* Begin *

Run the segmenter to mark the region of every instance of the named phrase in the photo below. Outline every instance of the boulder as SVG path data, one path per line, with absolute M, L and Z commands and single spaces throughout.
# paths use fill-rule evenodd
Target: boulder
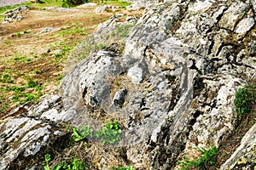
M 180 157 L 196 154 L 193 148 L 218 148 L 237 126 L 236 92 L 255 78 L 254 11 L 249 0 L 154 3 L 127 36 L 112 43 L 109 35 L 129 20 L 110 18 L 92 38 L 92 44 L 109 41 L 106 48 L 91 50 L 23 117 L 11 114 L 0 122 L 2 165 L 25 162 L 56 142 L 55 133 L 63 139 L 62 125 L 99 129 L 108 116 L 122 122 L 114 147 L 125 148 L 123 158 L 136 169 L 179 169 Z M 238 158 L 254 162 L 253 129 L 222 168 L 233 168 Z M 34 139 L 21 152 L 17 148 L 26 134 Z M 13 156 L 7 161 L 9 153 Z M 115 155 L 108 154 L 98 160 L 99 169 L 113 166 L 109 156 Z
M 29 9 L 30 8 L 28 6 L 23 5 L 17 7 L 15 9 L 6 11 L 2 14 L 5 16 L 3 24 L 21 20 L 23 19 L 23 16 L 21 14 L 22 12 Z

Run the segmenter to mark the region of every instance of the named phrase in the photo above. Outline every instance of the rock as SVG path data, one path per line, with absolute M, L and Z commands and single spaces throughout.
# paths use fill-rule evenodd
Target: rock
M 26 116 L 1 120 L 0 128 L 0 169 L 3 170 L 25 169 L 28 162 L 40 159 L 37 156 L 49 147 L 52 139 L 65 134 L 49 123 Z M 34 161 L 29 159 L 32 156 Z
M 23 5 L 15 9 L 6 11 L 3 14 L 3 15 L 5 15 L 3 24 L 21 20 L 23 19 L 21 15 L 22 12 L 29 9 L 30 8 L 28 6 Z
M 256 125 L 241 139 L 240 146 L 233 155 L 223 164 L 221 170 L 225 169 L 253 169 L 256 155 Z
M 136 85 L 139 85 L 143 78 L 143 70 L 137 66 L 131 67 L 128 70 L 127 76 L 130 76 Z
M 140 10 L 143 8 L 149 8 L 153 4 L 156 3 L 156 0 L 141 0 L 141 1 L 128 1 L 132 4 L 128 6 L 127 10 Z
M 250 18 L 246 18 L 241 20 L 236 30 L 236 33 L 238 34 L 246 34 L 253 26 L 254 26 L 254 19 L 250 17 Z
M 123 104 L 125 103 L 125 98 L 127 95 L 127 89 L 123 88 L 118 91 L 113 98 L 113 103 L 116 106 L 122 106 Z
M 56 143 L 55 136 L 63 140 L 61 127 L 66 123 L 99 129 L 99 122 L 109 116 L 122 123 L 121 139 L 114 145 L 125 148 L 119 159 L 137 169 L 179 169 L 180 158 L 196 156 L 192 148 L 218 148 L 237 126 L 236 90 L 255 76 L 254 8 L 251 1 L 171 0 L 154 3 L 137 23 L 123 20 L 122 14 L 111 17 L 99 26 L 90 43 L 74 50 L 98 43 L 104 43 L 104 49 L 92 48 L 54 94 L 23 110 L 22 116 L 16 112 L 3 119 L 0 139 L 8 137 L 4 141 L 10 144 L 3 150 L 7 143 L 1 141 L 1 151 L 21 148 L 26 134 L 41 129 L 38 124 L 43 130 L 32 134 L 36 139 L 26 145 L 26 156 L 38 153 L 48 141 Z M 71 56 L 83 54 L 74 51 Z M 20 122 L 36 128 L 24 129 L 25 135 L 18 137 Z M 254 128 L 223 168 L 252 167 L 253 132 Z M 34 147 L 42 135 L 47 138 Z M 26 162 L 25 156 L 12 156 L 4 162 L 8 157 L 1 155 L 1 163 Z M 111 157 L 118 156 L 101 153 L 97 167 L 111 167 Z M 238 165 L 239 158 L 249 163 L 240 161 Z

* End *

Your goal:
Please recast the lines of the rows as a Markdown table with columns Row and Line, starting with the first line and going on through the line with "Target: boulder", that line included. Give each line a number in Row and leave out any blank lines.

Full response:
| Row | Line |
|---|---|
| 1 | Run the segmenter to mark the region of every instance of the named phrase in the photo below. Outline every instance of the boulder as SVG path data, one path per line, with absolute M, L and Z commands and single spaces throughout. |
| 2 | # paths use fill-rule evenodd |
| 3 | Target: boulder |